- Exercise requirements -
Copy out every line of the listing below that contains the word "dormer". Letter case counts, so only matches with the same capitalization qualify.

Position annotation records:
■ ■ ■ ■

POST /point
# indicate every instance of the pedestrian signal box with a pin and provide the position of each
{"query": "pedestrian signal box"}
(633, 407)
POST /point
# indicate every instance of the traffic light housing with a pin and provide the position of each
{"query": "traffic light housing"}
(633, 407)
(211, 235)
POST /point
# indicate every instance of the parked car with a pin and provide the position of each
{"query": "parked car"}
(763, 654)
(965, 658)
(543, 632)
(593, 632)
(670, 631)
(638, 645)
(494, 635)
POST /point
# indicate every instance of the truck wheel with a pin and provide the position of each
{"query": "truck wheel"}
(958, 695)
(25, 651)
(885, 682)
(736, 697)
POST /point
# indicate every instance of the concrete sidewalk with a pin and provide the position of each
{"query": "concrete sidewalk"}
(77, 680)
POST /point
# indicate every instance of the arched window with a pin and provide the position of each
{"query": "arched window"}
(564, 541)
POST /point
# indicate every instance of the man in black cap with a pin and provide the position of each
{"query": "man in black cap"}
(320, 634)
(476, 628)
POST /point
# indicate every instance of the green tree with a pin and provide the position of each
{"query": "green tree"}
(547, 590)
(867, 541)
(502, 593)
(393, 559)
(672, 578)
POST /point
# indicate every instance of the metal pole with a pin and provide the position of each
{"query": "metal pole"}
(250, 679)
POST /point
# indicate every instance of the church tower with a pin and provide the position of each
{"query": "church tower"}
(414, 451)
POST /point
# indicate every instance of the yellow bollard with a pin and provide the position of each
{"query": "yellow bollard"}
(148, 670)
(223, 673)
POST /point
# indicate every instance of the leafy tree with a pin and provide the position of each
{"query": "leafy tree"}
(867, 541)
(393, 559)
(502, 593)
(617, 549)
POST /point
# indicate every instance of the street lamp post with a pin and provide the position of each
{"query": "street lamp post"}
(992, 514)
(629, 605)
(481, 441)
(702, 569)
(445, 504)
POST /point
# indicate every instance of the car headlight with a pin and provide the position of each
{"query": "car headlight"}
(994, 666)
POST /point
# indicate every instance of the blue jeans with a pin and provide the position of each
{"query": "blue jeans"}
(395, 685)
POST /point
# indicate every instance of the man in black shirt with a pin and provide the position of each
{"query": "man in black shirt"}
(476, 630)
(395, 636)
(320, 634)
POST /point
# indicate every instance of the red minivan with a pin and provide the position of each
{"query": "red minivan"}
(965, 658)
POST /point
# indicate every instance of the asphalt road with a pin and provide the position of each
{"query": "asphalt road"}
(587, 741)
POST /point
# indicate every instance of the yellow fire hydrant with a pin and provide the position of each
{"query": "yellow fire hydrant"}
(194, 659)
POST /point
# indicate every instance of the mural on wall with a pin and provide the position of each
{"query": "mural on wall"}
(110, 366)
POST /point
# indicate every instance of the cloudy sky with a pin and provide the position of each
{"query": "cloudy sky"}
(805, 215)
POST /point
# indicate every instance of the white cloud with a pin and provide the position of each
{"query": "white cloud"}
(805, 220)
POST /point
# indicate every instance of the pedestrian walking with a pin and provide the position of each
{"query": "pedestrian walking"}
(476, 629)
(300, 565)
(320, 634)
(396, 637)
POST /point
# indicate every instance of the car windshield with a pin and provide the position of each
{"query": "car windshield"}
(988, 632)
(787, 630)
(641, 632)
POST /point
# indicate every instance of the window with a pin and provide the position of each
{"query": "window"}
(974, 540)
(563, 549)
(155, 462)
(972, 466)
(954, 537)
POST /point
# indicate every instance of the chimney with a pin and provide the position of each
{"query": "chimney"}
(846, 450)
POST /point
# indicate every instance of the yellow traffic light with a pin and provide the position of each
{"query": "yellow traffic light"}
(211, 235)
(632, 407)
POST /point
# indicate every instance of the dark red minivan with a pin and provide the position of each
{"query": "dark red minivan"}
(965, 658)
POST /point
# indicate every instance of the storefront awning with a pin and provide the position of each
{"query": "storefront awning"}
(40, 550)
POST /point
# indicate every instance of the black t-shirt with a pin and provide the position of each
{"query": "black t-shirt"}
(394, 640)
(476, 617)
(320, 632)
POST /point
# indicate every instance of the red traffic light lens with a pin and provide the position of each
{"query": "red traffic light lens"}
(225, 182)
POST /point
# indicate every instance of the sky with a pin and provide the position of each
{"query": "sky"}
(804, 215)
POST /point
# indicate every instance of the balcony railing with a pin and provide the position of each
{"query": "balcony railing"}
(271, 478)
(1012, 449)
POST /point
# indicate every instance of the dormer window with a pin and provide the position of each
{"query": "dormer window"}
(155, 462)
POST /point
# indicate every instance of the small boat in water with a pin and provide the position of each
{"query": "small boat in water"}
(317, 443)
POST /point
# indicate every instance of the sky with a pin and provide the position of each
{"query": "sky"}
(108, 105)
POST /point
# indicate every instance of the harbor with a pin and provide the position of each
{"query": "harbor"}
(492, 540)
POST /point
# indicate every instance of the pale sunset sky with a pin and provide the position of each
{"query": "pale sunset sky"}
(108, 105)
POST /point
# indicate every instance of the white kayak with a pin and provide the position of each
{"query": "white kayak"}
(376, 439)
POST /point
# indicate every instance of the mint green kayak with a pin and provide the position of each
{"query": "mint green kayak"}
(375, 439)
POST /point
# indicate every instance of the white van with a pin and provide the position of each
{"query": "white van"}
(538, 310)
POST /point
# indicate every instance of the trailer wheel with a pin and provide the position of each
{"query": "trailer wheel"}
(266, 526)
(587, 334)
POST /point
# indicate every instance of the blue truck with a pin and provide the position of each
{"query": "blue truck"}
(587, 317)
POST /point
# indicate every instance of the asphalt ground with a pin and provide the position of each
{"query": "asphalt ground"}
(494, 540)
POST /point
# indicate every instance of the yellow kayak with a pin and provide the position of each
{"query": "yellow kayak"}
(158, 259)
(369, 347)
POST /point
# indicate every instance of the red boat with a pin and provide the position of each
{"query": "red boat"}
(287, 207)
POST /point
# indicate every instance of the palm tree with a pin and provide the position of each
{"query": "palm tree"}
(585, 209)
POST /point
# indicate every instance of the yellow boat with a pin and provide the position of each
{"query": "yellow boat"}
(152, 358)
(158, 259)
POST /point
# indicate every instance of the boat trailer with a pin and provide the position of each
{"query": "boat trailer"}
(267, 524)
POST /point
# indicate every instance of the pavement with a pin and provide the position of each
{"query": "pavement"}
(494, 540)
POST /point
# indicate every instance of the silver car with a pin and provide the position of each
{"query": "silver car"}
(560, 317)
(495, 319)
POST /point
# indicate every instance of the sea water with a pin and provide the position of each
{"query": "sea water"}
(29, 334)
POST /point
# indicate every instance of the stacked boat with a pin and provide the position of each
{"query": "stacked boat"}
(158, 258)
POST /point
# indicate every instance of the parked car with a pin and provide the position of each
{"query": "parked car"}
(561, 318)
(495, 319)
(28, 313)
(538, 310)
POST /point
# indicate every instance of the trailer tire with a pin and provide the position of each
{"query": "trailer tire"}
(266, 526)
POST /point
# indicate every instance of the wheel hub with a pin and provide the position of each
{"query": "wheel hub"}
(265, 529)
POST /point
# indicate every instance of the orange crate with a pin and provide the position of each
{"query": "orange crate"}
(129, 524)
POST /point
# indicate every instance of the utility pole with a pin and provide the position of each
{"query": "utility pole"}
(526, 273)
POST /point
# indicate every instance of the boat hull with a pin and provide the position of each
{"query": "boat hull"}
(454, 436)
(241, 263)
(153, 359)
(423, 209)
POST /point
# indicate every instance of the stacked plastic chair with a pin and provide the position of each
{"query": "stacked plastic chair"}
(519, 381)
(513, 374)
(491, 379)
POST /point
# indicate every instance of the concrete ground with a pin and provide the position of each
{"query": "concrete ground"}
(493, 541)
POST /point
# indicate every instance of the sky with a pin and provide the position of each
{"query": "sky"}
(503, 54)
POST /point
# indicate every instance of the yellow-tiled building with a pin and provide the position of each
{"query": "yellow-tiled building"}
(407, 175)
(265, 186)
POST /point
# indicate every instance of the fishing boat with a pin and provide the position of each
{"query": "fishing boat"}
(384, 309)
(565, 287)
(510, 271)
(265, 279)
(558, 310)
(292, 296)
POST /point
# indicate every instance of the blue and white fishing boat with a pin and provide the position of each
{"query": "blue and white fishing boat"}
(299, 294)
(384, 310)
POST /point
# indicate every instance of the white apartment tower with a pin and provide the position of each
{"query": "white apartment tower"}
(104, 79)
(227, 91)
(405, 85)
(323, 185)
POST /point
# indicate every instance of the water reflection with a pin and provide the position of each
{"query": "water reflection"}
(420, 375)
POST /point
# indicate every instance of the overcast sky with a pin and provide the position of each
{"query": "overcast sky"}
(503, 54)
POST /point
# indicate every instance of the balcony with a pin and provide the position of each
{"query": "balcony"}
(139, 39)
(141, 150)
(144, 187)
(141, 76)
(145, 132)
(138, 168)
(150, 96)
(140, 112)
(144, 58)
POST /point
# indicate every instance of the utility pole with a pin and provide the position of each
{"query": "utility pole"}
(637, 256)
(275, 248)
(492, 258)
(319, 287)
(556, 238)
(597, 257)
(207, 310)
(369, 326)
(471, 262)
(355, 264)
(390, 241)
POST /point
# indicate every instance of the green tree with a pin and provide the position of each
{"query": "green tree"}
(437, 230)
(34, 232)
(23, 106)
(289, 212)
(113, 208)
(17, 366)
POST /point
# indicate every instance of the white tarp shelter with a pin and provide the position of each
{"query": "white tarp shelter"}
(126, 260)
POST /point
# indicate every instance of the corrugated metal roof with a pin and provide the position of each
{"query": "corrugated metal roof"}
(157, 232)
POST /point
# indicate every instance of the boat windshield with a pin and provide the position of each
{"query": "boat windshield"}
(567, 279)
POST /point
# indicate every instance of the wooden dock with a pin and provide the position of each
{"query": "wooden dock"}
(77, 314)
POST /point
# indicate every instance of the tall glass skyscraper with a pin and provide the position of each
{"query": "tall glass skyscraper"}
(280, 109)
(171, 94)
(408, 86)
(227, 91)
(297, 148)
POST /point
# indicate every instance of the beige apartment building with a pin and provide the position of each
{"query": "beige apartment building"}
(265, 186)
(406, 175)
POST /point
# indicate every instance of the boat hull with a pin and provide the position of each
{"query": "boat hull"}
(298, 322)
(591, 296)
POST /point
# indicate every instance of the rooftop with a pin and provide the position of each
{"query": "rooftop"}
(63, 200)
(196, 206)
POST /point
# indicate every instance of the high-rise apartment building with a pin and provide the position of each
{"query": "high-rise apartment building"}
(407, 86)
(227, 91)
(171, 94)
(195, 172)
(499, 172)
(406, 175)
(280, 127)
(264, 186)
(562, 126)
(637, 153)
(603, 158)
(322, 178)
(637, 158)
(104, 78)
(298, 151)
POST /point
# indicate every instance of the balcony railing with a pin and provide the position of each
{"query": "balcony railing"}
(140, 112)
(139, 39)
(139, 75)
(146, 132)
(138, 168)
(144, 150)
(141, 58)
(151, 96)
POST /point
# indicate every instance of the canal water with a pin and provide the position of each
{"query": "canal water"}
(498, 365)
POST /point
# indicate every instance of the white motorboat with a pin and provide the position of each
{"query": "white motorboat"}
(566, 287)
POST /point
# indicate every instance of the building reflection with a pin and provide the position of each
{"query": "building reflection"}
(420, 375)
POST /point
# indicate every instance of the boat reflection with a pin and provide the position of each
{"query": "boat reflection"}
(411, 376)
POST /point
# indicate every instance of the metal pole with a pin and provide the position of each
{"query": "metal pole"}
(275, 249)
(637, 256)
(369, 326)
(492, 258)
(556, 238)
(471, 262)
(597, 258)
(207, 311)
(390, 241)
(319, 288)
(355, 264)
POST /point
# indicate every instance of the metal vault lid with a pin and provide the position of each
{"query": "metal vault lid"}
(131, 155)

■ ■ ■ ■

- Reply -
# indicate every instance of the dormer window with a pin and provide the position of each
{"query": "dormer window"}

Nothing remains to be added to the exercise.